BEGIN

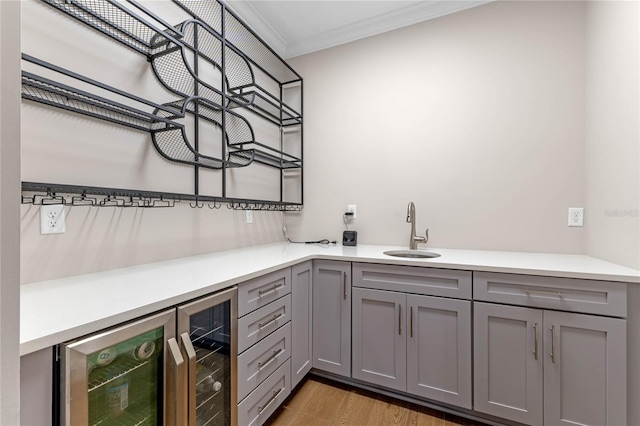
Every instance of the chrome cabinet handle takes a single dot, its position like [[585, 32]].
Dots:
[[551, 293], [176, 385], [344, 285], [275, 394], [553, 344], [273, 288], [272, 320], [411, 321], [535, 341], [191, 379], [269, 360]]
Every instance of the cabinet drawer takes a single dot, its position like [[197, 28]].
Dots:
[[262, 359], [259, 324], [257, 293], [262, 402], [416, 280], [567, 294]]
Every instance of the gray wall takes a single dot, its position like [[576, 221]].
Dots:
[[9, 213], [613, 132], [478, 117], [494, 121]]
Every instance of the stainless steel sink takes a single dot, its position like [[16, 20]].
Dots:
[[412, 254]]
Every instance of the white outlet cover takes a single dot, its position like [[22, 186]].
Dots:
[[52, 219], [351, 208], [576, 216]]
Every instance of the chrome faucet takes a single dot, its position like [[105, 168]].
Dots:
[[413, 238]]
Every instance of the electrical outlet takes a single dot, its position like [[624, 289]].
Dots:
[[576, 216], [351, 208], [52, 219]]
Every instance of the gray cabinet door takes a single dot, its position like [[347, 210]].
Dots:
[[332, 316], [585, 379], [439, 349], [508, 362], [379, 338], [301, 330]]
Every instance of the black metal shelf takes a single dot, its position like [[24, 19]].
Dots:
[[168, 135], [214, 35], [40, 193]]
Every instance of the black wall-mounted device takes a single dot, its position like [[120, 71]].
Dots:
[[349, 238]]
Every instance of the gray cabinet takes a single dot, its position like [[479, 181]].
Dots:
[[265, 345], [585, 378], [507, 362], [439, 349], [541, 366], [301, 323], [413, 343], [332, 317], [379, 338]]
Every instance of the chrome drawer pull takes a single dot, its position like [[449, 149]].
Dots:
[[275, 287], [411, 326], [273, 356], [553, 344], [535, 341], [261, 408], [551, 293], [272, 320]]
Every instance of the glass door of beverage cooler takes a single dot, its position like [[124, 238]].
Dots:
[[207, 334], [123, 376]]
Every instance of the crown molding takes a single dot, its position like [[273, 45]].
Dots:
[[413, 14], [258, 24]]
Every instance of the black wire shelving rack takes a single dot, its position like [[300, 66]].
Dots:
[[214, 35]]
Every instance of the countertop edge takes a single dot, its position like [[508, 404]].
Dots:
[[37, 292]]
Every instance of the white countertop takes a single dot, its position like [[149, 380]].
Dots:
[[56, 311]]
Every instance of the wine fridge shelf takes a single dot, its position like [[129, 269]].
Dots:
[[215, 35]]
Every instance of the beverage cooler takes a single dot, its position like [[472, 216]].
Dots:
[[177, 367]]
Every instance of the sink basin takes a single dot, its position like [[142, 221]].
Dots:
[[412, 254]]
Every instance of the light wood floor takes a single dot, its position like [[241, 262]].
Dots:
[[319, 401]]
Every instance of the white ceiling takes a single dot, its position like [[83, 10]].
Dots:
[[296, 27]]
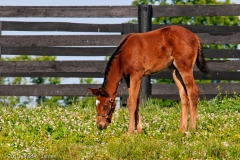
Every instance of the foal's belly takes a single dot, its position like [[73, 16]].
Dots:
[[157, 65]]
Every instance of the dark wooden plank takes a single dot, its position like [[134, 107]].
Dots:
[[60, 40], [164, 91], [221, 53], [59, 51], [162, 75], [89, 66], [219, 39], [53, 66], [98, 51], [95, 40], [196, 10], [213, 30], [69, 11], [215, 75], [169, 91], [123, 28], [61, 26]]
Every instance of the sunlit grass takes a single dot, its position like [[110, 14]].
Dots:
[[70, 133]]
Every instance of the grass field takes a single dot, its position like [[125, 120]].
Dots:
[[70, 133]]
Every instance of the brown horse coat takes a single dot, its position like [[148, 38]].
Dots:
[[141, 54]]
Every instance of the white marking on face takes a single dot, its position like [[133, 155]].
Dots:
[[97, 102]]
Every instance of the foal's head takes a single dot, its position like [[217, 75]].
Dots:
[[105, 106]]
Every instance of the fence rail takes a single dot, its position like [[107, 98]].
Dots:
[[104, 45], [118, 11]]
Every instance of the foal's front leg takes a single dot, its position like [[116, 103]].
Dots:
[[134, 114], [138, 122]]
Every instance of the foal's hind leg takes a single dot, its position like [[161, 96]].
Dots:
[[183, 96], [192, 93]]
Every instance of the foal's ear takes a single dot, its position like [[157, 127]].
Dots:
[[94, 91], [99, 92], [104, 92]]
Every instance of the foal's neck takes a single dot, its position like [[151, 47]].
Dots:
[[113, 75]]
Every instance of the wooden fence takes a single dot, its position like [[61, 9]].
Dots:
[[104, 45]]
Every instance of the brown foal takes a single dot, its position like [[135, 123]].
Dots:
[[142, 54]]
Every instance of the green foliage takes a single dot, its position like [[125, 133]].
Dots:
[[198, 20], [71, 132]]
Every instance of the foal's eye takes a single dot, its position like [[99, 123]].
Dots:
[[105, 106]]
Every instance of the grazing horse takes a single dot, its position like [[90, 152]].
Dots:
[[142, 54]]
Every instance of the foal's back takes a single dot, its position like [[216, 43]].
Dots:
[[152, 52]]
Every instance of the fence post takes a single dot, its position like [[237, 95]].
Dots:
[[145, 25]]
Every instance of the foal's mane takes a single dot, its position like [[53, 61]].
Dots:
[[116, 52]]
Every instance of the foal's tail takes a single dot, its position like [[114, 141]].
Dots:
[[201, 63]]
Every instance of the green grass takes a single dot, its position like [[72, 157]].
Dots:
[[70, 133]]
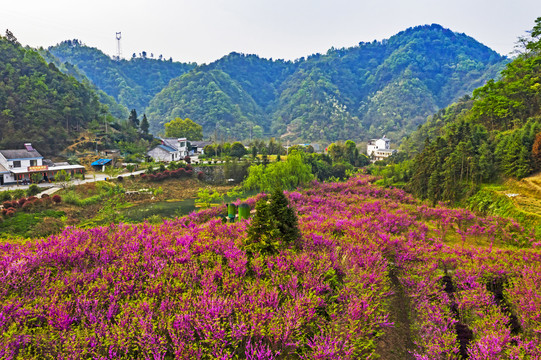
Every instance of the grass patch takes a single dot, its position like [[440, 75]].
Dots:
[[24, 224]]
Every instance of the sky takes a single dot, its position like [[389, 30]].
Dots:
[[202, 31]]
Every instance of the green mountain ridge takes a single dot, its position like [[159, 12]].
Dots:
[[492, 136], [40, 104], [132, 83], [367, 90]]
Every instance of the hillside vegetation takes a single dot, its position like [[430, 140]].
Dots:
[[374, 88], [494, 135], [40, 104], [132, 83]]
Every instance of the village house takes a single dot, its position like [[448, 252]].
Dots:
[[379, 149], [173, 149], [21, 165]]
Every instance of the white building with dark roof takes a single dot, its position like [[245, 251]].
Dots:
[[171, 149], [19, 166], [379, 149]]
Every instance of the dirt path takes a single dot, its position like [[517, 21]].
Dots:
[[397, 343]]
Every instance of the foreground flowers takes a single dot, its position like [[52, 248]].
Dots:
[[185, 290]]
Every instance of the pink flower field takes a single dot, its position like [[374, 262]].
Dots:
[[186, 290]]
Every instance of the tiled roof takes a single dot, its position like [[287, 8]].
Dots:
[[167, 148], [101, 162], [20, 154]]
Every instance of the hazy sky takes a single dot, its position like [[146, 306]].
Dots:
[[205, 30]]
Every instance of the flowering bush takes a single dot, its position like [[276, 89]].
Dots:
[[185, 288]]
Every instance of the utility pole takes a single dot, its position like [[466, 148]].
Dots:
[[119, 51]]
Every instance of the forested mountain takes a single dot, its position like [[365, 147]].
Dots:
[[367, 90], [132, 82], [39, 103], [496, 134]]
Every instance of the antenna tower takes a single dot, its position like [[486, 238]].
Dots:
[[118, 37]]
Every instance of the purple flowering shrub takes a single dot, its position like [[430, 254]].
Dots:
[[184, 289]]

END

» **About this task**
Copy every entry word for word, but omit the pictures.

» **Answer box**
Every instance of the chrome cabinet handle takes a single dot, its position like [[585, 32]].
Dots:
[[551, 293], [176, 385], [344, 285], [275, 394], [553, 344], [273, 288], [272, 320], [411, 321], [535, 341], [191, 379], [269, 360]]
Every instance of the cabinet drawer takes a single dot, its position like [[197, 28]].
Dots:
[[262, 359], [259, 324], [257, 293], [262, 402], [416, 280], [567, 294]]
Every instance of the gray wall takes a single dot, its position like [[576, 221]].
Dots:
[[9, 213], [613, 132], [478, 117], [494, 121]]
Every instance of the stainless steel sink takes a single dot, its position like [[16, 20]].
Dots:
[[412, 254]]
Every instance of the white outlet cover takes a single dot, its position like [[22, 186]].
Dots:
[[52, 219], [351, 208], [576, 216]]
Every instance of the chrome faucet takes a single dot, its position like [[105, 168]].
Dots:
[[413, 238]]
Every instance of the electrical outlet takes a single dot, its position like [[624, 289]].
Dots:
[[576, 216], [351, 208], [52, 219]]
Every instance of the gray cabinet door takes a single dot, its position like [[347, 210]].
Dots:
[[332, 316], [585, 379], [439, 349], [508, 362], [379, 338], [301, 330]]
Every instance of the black metal shelf takes a single dot, its position like [[24, 19]].
Dots:
[[168, 135], [214, 35], [40, 193]]
Every instance of the black wall-mounted device takes a single dot, its position like [[120, 71]].
Dots:
[[349, 238]]
Every instance of the gray cabinet takes a single dot, its position like [[479, 181]].
Dots:
[[265, 345], [585, 378], [507, 362], [439, 349], [541, 366], [301, 323], [413, 343], [332, 317], [379, 338]]
Every instance of the chrome drawer pull takes a single dot, its position like [[449, 149]].
Dots:
[[275, 287], [411, 326], [273, 356], [553, 344], [535, 341], [261, 408], [551, 293], [272, 320]]
Every instance of the glass door of beverage cooler takes a single dot, its position like [[124, 238]].
Dots:
[[207, 334], [123, 376]]
Every instance of the crown molding takes a single dot, its position like [[273, 45]].
Dots:
[[413, 14], [258, 24]]
Every instance of the black wire shelving rack takes a single dot, its position like [[300, 66]].
Dots:
[[214, 35]]
Every instance of the countertop edge takes a single dot, its position like [[508, 404]].
Dots:
[[37, 292]]
Every instance of the white countertop takes a single dot, its position like [[149, 380]].
Dots:
[[56, 311]]
Every instance of the wine fridge shelf takes a single dot, its position like [[129, 269]].
Dots:
[[215, 35]]
Every instance of the beverage cooler takes a single dot, its position like [[472, 216]].
Dots:
[[177, 367]]
Every instance of the sink basin takes a single dot, its position like [[142, 221]].
Dots:
[[412, 254]]
Every instance of the light wood floor takes a single dot, its position like [[241, 262]].
Dots:
[[319, 401]]
Every instance of the white ceiling takes a single dot, its position like [[83, 10]].
Dots:
[[296, 27]]
Every instance of the foal's belly takes a single dot, its position like [[73, 16]].
Dots:
[[157, 65]]
Every instance of the dark wooden plank takes a single dot, its position like [[134, 107]].
Dots:
[[60, 40], [164, 91], [221, 53], [59, 51], [162, 75], [89, 66], [219, 39], [53, 66], [98, 51], [95, 40], [196, 10], [213, 30], [69, 11], [215, 75], [169, 91], [123, 28], [61, 26]]
Every instance of the sunlit grass takes a single dot, its position like [[110, 14]].
Dots:
[[70, 133]]
Every instance of the grass field takes a single dot, its position like [[125, 120]].
Dots:
[[70, 133]]
Every instance of the brown horse coat takes a single dot, its position like [[148, 38]].
Dots:
[[141, 54]]
Every instance of the white marking on face takes a single dot, its position like [[133, 155]].
Dots:
[[97, 102]]
Every instance of the foal's head takes a single dot, its position like [[217, 75]].
Dots:
[[105, 106]]
Every instance of the fence rail takes a single dot, its position like [[107, 98]].
Dots:
[[104, 45], [118, 11]]
Every instance of the foal's front leg takes a single dot, its position like [[116, 103]].
Dots:
[[134, 114], [138, 122]]
Every instance of the foal's hind leg takes a single dot, its position like [[161, 96]].
Dots:
[[183, 96], [192, 93]]
Every instance of the foal's ear takes a single dot, its position like [[157, 127]].
Dots:
[[94, 91], [99, 92], [104, 92]]
Every instance of the foal's neck takes a single dot, its position like [[151, 47]].
Dots:
[[113, 75]]
Every instance of the wooden fence takes a single dot, its position like [[61, 9]].
Dots:
[[104, 45]]
Every instance of the brown foal takes a single dot, its position like [[135, 123]].
Dots:
[[142, 54]]
Every instance of the green foliage takes a single dot, its position like [[125, 133]].
Dots:
[[198, 20], [71, 132]]
Every instance of the foal's eye takes a single dot, its position like [[99, 123]].
Dots:
[[105, 106]]
Every instance of the grazing horse takes a single dot, its position like [[90, 152]].
Dots:
[[142, 54]]
Every instance of the foal's back takes a single dot, its position like [[216, 43]].
Dots:
[[152, 52]]
Every instance of the fence post takes a single dot, its position like [[237, 95]].
Dots:
[[145, 25]]
Every instance of the foal's mane takes a single dot, its position like [[53, 61]].
Dots:
[[116, 52]]
Every instance of the foal's tail takes a single dot, its position like [[114, 141]].
Dots:
[[201, 63]]
Every instance of the green grass takes a single dot, its position like [[72, 157]].
Dots:
[[70, 133]]
Every instance of the grass patch takes a single dot, its position like [[440, 75]].
Dots:
[[24, 224]]
Every instance of the sky takes a single dot, its position like [[389, 30]].
Dots:
[[202, 31]]
Every instance of the green mountain ridge takes a single dot, its position like [[159, 12]].
Dots:
[[492, 136], [40, 104], [132, 83], [367, 90]]
Every instance of the hillside vegetation takes a single dot, its position like [[430, 140]].
Dots:
[[374, 88], [494, 135], [40, 104], [132, 83]]
Every instance of the village house takes a single dot, its position like [[448, 252]].
Dots:
[[379, 149], [173, 149], [21, 165]]
Every instance of the white building with dark roof takes a single dot, its position like [[245, 251]].
Dots:
[[171, 149], [19, 166], [379, 149]]
Every instance of the dirt path takes a single dot, its position like [[517, 21]].
Dots:
[[397, 343]]
Every instance of the foreground flowers takes a single dot, its position like [[52, 248]].
Dots:
[[185, 290]]
Every instance of the pink flower field takes a single dot, its position like [[374, 262]].
Dots:
[[186, 290]]
Every instance of the tiled roof takes a single dot, its position like [[287, 8]].
Dots:
[[167, 148], [101, 162], [20, 154]]
Every instance of the hazy sky takes a single dot, its position like [[146, 306]].
Dots:
[[205, 30]]
Every instance of the flowering bush takes a single dot, its position like [[276, 89]].
Dots:
[[185, 288]]
Every instance of the utility pole takes a single dot, its position like [[466, 148]].
Dots:
[[119, 51]]
Every instance of the forested mountain takes a single dot, its position like [[365, 147]].
Dots:
[[367, 90], [132, 82], [39, 103], [496, 134]]
Every instance of the antenna tower takes a single dot, its position like [[486, 238]].
Dots:
[[118, 37]]
Every instance of the purple flowering shrub takes a single dot, its position like [[430, 254]].
Dots:
[[184, 289]]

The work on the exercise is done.